• Source extract

Hungary is a popular tourist destination, despite having absolutely nothing of interest. Tourists in Hungary are less welcome than a nigger at a Klan rally.
History
Scientists with nothing better to do have argued about when and from where Hungarians came. This is a pointless exercise, because nobody gives a fuck anyway, not even the Hungarians themselves. This Gypsy-infested "country" was officially established in the year 1000AD.
Because the people of Hungary were a primitive, inbred and dirty lot, the mighty Ottoman Empire proceded to troll the fuck out of Hungarians for the next few centuries, despite knowing it's mean to pick on retards.
So for a few centuries, Hungary just sat there, doing nothing. But in 1521, Ferdinand, Archduke of Austria, married the Hungarian princess and inherited its throne. (TL;DR Hungary go bye bye). For nearly 500 years afterwards, Hungarians were seen as second class citizens, to be buttraped by Austrian people.

• Data extract
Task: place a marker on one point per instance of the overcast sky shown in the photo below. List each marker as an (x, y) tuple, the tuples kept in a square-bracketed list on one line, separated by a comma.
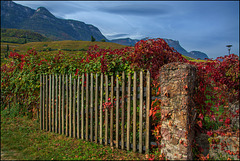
[(206, 26)]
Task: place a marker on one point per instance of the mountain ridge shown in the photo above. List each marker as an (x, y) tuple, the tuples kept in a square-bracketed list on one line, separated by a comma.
[(42, 21)]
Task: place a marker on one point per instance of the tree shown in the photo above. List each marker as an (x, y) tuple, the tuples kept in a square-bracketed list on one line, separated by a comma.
[(92, 39)]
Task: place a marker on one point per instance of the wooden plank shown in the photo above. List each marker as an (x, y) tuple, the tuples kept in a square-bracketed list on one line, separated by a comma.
[(123, 110), (47, 103), (56, 111), (82, 107), (128, 111), (44, 109), (63, 105), (101, 112), (53, 104), (59, 105), (50, 103), (70, 105), (91, 109), (134, 111), (106, 110), (41, 105), (117, 111), (67, 107), (78, 108), (140, 113), (111, 114), (96, 109), (148, 104), (74, 107), (87, 105)]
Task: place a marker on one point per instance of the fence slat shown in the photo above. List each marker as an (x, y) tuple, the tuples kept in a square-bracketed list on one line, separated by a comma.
[(134, 111), (63, 105), (101, 112), (111, 114), (57, 117), (140, 113), (82, 107), (44, 112), (41, 105), (47, 103), (56, 111), (74, 107), (128, 110), (78, 109), (96, 108), (106, 110), (59, 105), (91, 109), (87, 104), (117, 111), (70, 105), (148, 104), (123, 102), (53, 104), (50, 103), (67, 106)]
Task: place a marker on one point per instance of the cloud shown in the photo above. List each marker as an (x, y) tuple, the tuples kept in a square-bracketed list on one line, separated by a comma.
[(136, 9), (116, 36)]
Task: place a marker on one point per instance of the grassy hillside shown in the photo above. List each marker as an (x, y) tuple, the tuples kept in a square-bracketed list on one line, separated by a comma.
[(21, 36), (65, 46)]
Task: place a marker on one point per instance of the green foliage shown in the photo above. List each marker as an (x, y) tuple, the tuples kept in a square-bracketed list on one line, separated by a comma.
[(23, 137), (21, 36), (92, 39)]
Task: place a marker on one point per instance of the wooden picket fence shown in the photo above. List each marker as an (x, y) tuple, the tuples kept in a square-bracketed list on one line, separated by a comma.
[(74, 106)]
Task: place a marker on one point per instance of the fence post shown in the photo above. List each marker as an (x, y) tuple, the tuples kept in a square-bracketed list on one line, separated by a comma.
[(148, 106), (177, 82), (41, 105)]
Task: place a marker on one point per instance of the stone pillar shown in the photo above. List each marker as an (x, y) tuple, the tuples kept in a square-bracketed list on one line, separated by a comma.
[(178, 82)]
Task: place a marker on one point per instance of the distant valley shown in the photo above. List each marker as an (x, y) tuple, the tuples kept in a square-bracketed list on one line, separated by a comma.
[(44, 22)]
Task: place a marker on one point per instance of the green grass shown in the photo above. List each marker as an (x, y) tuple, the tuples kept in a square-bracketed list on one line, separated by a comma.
[(68, 46), (21, 138)]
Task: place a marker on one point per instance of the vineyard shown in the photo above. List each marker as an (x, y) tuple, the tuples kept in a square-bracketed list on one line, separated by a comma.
[(218, 81)]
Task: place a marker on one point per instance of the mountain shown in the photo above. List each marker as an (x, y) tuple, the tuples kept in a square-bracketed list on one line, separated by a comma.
[(172, 43), (199, 54), (42, 21), (125, 41), (21, 36)]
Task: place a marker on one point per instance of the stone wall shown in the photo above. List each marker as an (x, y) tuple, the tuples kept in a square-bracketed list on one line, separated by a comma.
[(177, 81)]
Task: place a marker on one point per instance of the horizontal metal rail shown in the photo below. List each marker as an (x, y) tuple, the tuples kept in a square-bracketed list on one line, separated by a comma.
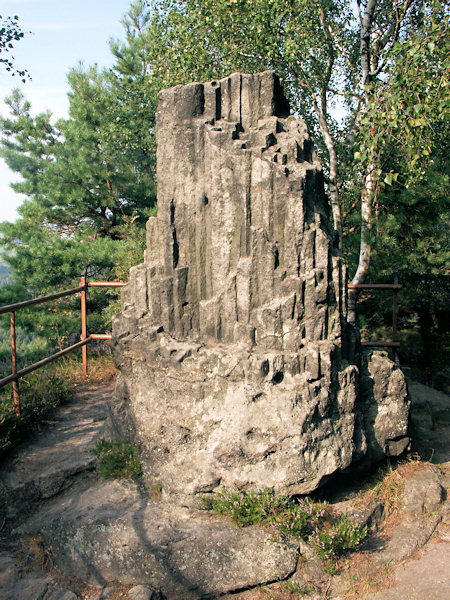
[(40, 300), (42, 363), (375, 286), (106, 283), (85, 339)]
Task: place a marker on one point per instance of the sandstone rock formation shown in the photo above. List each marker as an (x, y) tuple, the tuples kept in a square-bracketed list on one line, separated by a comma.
[(237, 365)]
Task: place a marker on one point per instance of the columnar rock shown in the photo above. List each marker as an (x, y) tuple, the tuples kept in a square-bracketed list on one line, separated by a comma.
[(237, 365)]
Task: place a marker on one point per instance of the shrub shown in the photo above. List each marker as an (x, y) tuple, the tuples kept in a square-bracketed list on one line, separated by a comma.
[(282, 515), (341, 536), (39, 393), (118, 460)]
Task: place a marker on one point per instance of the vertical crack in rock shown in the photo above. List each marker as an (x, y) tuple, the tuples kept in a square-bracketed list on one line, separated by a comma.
[(236, 322)]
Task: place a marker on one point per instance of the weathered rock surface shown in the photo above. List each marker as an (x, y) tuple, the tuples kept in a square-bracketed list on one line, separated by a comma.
[(102, 512), (14, 586), (115, 531), (45, 465), (238, 366)]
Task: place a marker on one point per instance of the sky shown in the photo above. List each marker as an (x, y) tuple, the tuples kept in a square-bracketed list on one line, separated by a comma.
[(58, 35)]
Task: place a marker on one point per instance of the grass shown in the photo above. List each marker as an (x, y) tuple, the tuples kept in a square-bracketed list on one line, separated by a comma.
[(285, 517), (46, 388), (118, 460)]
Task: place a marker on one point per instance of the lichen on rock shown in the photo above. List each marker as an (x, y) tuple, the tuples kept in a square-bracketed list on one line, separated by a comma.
[(237, 364)]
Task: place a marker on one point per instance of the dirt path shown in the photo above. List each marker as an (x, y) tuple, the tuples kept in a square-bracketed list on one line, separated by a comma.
[(407, 558)]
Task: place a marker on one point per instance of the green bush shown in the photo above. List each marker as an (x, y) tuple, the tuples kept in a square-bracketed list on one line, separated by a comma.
[(40, 392), (282, 515), (118, 460), (342, 536)]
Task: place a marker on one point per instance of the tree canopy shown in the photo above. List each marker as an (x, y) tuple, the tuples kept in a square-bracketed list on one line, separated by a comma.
[(10, 33), (370, 78)]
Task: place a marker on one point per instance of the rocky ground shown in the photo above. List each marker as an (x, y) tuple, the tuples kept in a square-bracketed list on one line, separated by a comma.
[(59, 517)]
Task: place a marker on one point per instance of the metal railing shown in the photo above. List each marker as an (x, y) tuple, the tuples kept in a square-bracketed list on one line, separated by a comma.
[(85, 338), (395, 287)]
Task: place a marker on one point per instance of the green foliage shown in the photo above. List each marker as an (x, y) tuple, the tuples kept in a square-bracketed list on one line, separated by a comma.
[(40, 392), (10, 33), (288, 518), (343, 535), (280, 514), (118, 460)]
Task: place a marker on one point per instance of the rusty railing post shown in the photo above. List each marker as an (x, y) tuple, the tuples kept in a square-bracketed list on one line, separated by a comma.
[(394, 316), (83, 324), (15, 383)]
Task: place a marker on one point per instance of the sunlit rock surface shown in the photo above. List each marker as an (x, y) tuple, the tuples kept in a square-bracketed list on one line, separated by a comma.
[(237, 364)]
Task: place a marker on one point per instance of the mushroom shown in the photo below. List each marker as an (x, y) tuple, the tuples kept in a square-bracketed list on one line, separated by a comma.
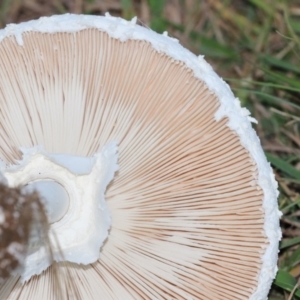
[(190, 209)]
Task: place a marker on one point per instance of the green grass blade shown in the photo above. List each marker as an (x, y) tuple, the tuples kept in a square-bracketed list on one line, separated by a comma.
[(286, 281), (289, 242)]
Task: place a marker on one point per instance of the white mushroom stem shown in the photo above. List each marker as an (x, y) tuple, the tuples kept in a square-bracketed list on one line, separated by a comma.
[(72, 189)]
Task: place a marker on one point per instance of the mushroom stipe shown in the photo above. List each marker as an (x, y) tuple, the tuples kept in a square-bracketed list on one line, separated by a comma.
[(193, 204)]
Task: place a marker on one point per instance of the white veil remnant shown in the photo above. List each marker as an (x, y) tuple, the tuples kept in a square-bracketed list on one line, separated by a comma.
[(185, 207)]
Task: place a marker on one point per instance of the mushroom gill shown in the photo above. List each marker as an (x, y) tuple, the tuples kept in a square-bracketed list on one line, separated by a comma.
[(187, 203)]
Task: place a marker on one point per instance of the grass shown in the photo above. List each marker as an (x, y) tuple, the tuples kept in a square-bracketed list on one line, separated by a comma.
[(255, 46)]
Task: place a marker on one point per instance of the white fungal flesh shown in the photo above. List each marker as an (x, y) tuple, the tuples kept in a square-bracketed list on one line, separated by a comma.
[(194, 204), (80, 226)]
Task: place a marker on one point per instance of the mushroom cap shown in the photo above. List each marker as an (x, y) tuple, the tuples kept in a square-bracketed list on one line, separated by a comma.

• Set exercise 1
Reproduce the piece on Hungary word for word, from "Hungary is a" up to and including "pick on retards.".
• Set exercise 2
Answer these from the piece on Hungary:
(a) In what year does it say the country was officially established?
(b) Who married the Hungarian princess in 1521?
(c) For roughly how many years afterward does it say Hungarians were seen as second-class citizens?

• Answer 1
Hungary is a popular tourist destination, despite having absolutely nothing of interest. Tourists in Hungary are less welcome than a nigger at a Klan rally.
History
Scientists with nothing better to do have argued about when and from where Hungarians came. This is a pointless exercise, because nobody gives a fuck anyway, not even the Hungarians themselves. This Gypsy-infested "country" was officially established in the year 1000AD.
Because the people of Hungary were a primitive, inbred and dirty lot, the mighty Ottoman Empire proceded to troll the fuck out of Hungarians for the next few centuries, despite knowing it's mean to pick on retards.

• Answer 2
(a) 1000AD
(b) Ferdinand, Archduke of Austria
(c) Nearly 500 years